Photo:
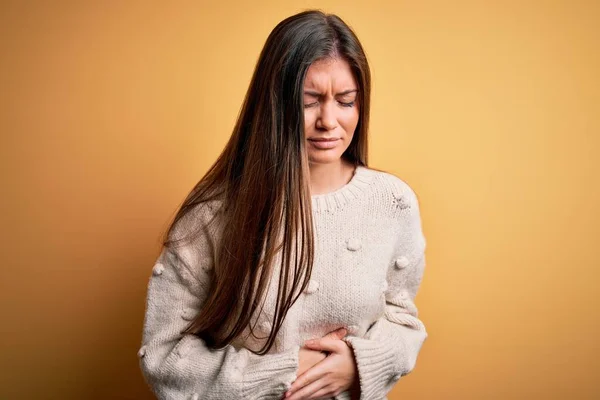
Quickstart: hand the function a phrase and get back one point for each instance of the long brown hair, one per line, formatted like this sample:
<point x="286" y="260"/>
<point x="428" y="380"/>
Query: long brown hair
<point x="262" y="179"/>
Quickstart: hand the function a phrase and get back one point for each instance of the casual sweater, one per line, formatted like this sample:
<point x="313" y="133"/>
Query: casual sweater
<point x="369" y="263"/>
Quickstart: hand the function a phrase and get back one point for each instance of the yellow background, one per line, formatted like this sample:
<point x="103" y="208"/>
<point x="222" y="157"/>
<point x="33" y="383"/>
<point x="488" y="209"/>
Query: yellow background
<point x="111" y="111"/>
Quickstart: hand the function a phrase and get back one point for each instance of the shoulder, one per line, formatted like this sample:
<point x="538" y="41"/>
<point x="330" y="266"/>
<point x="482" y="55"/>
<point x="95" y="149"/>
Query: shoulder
<point x="393" y="190"/>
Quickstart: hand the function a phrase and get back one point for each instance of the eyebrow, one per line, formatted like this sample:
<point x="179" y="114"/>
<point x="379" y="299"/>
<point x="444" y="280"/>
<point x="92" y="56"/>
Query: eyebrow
<point x="317" y="94"/>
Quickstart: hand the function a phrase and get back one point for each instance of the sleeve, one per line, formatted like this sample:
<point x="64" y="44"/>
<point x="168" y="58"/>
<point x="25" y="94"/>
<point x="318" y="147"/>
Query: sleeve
<point x="390" y="347"/>
<point x="177" y="366"/>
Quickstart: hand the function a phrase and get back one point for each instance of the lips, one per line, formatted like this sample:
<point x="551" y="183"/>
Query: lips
<point x="324" y="143"/>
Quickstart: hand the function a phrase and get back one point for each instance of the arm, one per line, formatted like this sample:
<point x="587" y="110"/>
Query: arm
<point x="389" y="349"/>
<point x="180" y="366"/>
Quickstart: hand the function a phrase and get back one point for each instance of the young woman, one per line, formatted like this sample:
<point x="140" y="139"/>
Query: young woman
<point x="290" y="237"/>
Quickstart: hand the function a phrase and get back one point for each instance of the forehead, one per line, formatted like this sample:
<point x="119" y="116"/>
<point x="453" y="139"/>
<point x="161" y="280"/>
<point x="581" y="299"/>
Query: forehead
<point x="330" y="73"/>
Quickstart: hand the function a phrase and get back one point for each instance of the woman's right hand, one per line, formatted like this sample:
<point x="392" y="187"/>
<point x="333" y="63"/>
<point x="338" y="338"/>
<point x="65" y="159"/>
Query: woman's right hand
<point x="307" y="358"/>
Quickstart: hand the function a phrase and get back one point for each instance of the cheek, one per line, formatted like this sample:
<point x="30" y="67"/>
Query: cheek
<point x="349" y="121"/>
<point x="309" y="119"/>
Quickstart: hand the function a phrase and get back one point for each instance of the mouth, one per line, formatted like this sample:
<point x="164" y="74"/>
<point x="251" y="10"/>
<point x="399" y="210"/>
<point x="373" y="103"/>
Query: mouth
<point x="324" y="143"/>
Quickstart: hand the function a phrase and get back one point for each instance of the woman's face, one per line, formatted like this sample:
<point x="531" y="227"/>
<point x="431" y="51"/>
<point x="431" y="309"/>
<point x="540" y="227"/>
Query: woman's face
<point x="330" y="109"/>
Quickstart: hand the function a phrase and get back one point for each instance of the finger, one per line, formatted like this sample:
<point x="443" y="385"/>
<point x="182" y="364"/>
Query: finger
<point x="338" y="333"/>
<point x="324" y="344"/>
<point x="306" y="391"/>
<point x="312" y="374"/>
<point x="326" y="392"/>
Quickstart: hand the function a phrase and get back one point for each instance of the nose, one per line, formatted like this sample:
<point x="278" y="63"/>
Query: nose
<point x="327" y="119"/>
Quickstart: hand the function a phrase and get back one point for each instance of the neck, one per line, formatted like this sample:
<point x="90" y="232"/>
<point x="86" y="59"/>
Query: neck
<point x="325" y="178"/>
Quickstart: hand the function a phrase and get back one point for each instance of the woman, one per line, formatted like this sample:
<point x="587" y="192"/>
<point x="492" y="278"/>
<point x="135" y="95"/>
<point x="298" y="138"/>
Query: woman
<point x="290" y="237"/>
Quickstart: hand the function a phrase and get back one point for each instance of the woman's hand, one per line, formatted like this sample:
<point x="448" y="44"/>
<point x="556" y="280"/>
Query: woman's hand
<point x="307" y="358"/>
<point x="328" y="378"/>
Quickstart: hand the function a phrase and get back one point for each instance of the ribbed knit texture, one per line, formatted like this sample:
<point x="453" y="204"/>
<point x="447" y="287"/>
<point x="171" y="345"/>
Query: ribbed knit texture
<point x="369" y="263"/>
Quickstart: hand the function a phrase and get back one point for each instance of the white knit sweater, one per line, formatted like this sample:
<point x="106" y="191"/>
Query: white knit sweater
<point x="369" y="262"/>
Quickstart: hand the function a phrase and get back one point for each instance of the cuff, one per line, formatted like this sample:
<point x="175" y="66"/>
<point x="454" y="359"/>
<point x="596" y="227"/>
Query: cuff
<point x="270" y="375"/>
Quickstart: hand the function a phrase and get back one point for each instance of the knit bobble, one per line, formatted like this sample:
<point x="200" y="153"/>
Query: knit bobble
<point x="158" y="269"/>
<point x="353" y="244"/>
<point x="401" y="262"/>
<point x="188" y="314"/>
<point x="401" y="202"/>
<point x="265" y="326"/>
<point x="312" y="287"/>
<point x="352" y="329"/>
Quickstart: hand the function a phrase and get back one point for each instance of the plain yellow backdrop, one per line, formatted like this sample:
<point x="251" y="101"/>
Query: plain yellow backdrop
<point x="111" y="111"/>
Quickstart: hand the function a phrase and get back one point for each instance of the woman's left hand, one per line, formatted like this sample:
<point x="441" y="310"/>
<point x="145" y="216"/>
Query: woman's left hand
<point x="335" y="374"/>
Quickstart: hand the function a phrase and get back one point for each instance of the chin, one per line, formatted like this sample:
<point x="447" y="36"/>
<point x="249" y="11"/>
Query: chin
<point x="324" y="158"/>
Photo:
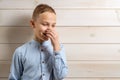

• • •

Every line of the data above should be quoted exactly. Omit the pictures.

Photo:
Quickstart: hand the function a phrase and get back one point for each instance of the long brown hair, one per line, formatted like this sample:
<point x="286" y="260"/>
<point x="428" y="380"/>
Query: long brown hair
<point x="262" y="179"/>
Quickstart: hand the function a phrase and get back one point for each instance of the casual sweater, one per line, formatted like this sample:
<point x="313" y="133"/>
Query: casual sweater
<point x="369" y="263"/>
Quickstart: hand the function a phrase and get back one point for each instance of the yellow background, one per line, formatted like this sample:
<point x="103" y="208"/>
<point x="222" y="157"/>
<point x="33" y="383"/>
<point x="488" y="209"/>
Query: yellow background
<point x="111" y="111"/>
Quickstart: hand the function a phrase and get back one point for each instance of the shoulder, one per line, formatted like this sample:
<point x="538" y="41"/>
<point x="330" y="266"/>
<point x="482" y="55"/>
<point x="95" y="149"/>
Query: shoulder
<point x="393" y="190"/>
Quickstart: hand the function a phrase and get back one point for each instance of the eyebrow, one per line, formatted like this sample:
<point x="179" y="114"/>
<point x="379" y="299"/>
<point x="444" y="280"/>
<point x="92" y="56"/>
Query: eyebrow
<point x="317" y="94"/>
Quickstart: hand the function a phrase and get back one point for each instance of the sleeve, one per line, formatted like this sample:
<point x="64" y="44"/>
<point x="168" y="58"/>
<point x="25" y="94"/>
<point x="318" y="147"/>
Query: sleeve
<point x="390" y="347"/>
<point x="177" y="366"/>
Quickstart: hand the function a phrase and get back one point for each instance of the lips, one per line, formatted like this sample:
<point x="551" y="183"/>
Query: lips
<point x="324" y="143"/>
Quickstart: hand the function a phrase and get back one point for each instance of the arm, one per line, formatted like this sample:
<point x="587" y="110"/>
Query: arm
<point x="389" y="349"/>
<point x="180" y="366"/>
Quickstart: hand the function a phrase and get back one point for each instance of the young woman, one per line, formatted like this sample:
<point x="140" y="139"/>
Query: young woman
<point x="290" y="237"/>
Quickstart: hand the function a phrase and get back one point for each instance of the forehead, one per line, formatted like this sample:
<point x="119" y="116"/>
<point x="453" y="139"/>
<point x="161" y="280"/>
<point x="581" y="299"/>
Query: forehead
<point x="330" y="73"/>
Quickstart: hand the function a phrase and get back one point for each instance of the woman's right hand, one per line, formatted like this sample:
<point x="392" y="187"/>
<point x="333" y="63"/>
<point x="338" y="338"/>
<point x="65" y="159"/>
Query: woman's right hand
<point x="307" y="358"/>
Quickstart: hand the function a phrase and get back one point for each instance of the cheek, one per line, formatted like this sample:
<point x="30" y="67"/>
Query: cheek
<point x="349" y="121"/>
<point x="309" y="119"/>
Quickstart: hand the function a phrase and get back one point for each instance of the mouth, one per line, formatted like this sample:
<point x="164" y="74"/>
<point x="251" y="10"/>
<point x="399" y="210"/>
<point x="373" y="103"/>
Query: mouth
<point x="324" y="143"/>
Quickstart: hand the function a phrase and get back one point for each instance of the woman's face, one per line, formatted like this sample:
<point x="531" y="227"/>
<point x="431" y="51"/>
<point x="431" y="309"/>
<point x="540" y="227"/>
Query: woman's face
<point x="330" y="109"/>
Quickstart: hand the function a phrase and get back one point for each instance of the finger, one per line, formatted like this sample:
<point x="443" y="385"/>
<point x="182" y="364"/>
Query: finger
<point x="338" y="333"/>
<point x="324" y="344"/>
<point x="306" y="391"/>
<point x="312" y="374"/>
<point x="326" y="392"/>
Quickstart: hand the function a phrase and get back one point for each instance of the nose, one per line, formatted like this sample:
<point x="278" y="63"/>
Query: nose
<point x="327" y="119"/>
Quickstart: hand the function a phrase and get back one point for each instance of the neck, one per line, formatted like this sample:
<point x="90" y="232"/>
<point x="86" y="59"/>
Query: neck
<point x="325" y="178"/>
Quickstart: hand the function a phrase and get back one point for each instance of the woman, one per line, formatted like this sample:
<point x="587" y="192"/>
<point x="492" y="278"/>
<point x="135" y="95"/>
<point x="298" y="138"/>
Query: woman
<point x="290" y="237"/>
Quickstart: hand the function a phrase and get back one point for each instance of the woman's hand, one per line, formatted like this sample:
<point x="448" y="44"/>
<point x="556" y="280"/>
Query: woman's hand
<point x="307" y="358"/>
<point x="328" y="378"/>
Quickstart: hand the function a phrase and get back one point for each instance of the ribbed knit texture, one per line, formatted like this sample:
<point x="453" y="204"/>
<point x="447" y="287"/>
<point x="171" y="345"/>
Query: ribbed knit texture
<point x="369" y="263"/>
Quickstart: hand the function a phrase and get back one point for each instance of the white knit sweater, one per line, formatted like this sample:
<point x="106" y="191"/>
Query: white knit sweater
<point x="369" y="262"/>
Quickstart: hand the function a phrase and get back one point for each instance of the cuff, one per line, formatted like this sample:
<point x="175" y="66"/>
<point x="454" y="359"/>
<point x="596" y="227"/>
Query: cuff
<point x="270" y="375"/>
Quickstart: hand the function a phrase and get back one point for each instance of the knit bobble, one per line, formatted like this sample:
<point x="200" y="153"/>
Query: knit bobble
<point x="158" y="269"/>
<point x="353" y="244"/>
<point x="401" y="262"/>
<point x="188" y="314"/>
<point x="401" y="202"/>
<point x="265" y="326"/>
<point x="312" y="287"/>
<point x="352" y="329"/>
Quickstart: hand the function a phrase and get back one point for each instance of the plain yellow backdrop, one per line, formatted like this sample:
<point x="251" y="101"/>
Query: plain yellow backdrop
<point x="111" y="111"/>
Quickstart: hand the function a phrase and get back one point for each instance of the woman's left hand, one per line, formatted like this sample:
<point x="441" y="310"/>
<point x="145" y="216"/>
Query: woman's left hand
<point x="335" y="374"/>
Quickstart: hand the function a phrase and get back one point for each instance of the chin, one per line, formatted like this sample:
<point x="447" y="36"/>
<point x="249" y="11"/>
Query: chin
<point x="324" y="158"/>
Photo:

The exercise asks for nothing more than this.